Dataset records
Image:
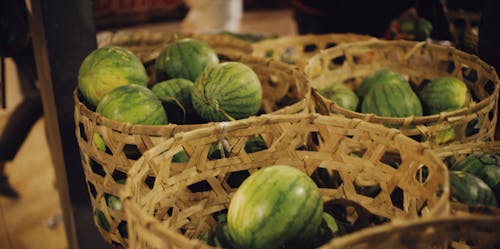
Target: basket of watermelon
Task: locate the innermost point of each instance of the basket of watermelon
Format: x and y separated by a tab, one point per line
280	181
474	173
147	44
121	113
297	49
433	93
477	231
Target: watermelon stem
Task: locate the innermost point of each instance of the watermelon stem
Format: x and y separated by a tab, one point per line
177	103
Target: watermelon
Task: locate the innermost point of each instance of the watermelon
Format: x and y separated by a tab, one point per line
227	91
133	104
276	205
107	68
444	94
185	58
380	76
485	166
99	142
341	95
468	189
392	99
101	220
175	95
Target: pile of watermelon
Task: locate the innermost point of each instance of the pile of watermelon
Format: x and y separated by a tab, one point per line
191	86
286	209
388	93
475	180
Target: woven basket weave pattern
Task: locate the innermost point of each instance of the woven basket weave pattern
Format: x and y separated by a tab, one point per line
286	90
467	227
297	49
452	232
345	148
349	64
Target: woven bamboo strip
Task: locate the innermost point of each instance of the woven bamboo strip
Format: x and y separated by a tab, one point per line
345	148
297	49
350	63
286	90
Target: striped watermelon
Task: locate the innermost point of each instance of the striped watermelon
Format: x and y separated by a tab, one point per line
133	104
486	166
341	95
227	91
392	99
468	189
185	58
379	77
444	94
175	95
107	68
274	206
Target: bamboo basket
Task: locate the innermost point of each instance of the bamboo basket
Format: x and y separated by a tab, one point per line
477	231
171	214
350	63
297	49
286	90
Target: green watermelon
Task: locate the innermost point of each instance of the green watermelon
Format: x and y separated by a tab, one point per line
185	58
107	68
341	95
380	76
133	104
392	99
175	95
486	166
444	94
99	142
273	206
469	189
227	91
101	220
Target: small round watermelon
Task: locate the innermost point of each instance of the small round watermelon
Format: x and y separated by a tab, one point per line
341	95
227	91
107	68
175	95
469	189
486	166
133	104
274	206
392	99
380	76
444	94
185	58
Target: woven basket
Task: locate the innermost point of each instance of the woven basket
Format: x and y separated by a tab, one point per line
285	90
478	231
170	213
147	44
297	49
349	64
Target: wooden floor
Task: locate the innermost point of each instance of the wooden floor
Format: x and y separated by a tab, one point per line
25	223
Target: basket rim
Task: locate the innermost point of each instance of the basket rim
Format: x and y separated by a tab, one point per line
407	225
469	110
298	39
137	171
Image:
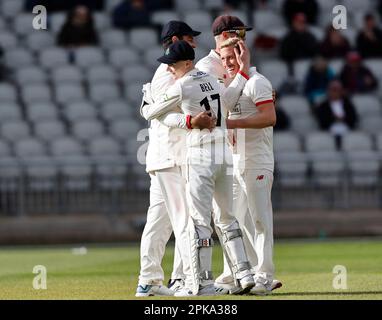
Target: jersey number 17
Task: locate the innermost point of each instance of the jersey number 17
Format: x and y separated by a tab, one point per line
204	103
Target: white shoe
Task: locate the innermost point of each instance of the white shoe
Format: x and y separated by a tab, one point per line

* * *

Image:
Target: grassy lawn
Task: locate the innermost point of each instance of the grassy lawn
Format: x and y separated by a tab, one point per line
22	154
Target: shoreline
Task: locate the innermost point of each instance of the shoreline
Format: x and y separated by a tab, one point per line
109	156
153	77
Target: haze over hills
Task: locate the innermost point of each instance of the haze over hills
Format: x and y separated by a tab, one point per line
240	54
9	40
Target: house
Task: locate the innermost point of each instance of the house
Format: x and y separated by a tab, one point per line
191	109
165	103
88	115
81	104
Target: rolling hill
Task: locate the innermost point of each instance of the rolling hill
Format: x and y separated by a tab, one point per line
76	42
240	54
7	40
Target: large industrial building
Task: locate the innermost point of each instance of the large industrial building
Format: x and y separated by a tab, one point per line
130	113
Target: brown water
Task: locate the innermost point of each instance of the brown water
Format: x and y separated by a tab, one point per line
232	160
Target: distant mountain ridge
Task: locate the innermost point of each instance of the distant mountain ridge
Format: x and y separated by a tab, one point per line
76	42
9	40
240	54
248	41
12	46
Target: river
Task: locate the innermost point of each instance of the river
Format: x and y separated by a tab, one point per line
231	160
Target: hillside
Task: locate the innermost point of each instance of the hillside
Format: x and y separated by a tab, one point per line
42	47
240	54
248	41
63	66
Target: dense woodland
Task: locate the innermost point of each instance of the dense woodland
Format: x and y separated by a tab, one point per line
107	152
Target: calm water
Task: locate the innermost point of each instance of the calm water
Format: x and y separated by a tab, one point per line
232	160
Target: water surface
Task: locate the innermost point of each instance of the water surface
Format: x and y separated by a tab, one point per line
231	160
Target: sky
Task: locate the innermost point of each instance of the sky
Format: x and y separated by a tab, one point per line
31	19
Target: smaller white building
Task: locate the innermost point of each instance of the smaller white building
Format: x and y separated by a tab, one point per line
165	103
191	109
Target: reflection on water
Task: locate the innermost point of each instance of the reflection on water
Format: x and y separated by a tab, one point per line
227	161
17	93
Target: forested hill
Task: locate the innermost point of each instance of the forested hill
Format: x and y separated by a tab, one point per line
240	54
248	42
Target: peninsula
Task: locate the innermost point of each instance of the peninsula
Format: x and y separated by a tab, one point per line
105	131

EXERCISE DESCRIPTION ▸
Pick out every line in the listing above that contains the word "river". Case counts when matching.

SOLUTION FOR THIS TASK ▸
Target: river
Task: locate the innermost point of each instance of the river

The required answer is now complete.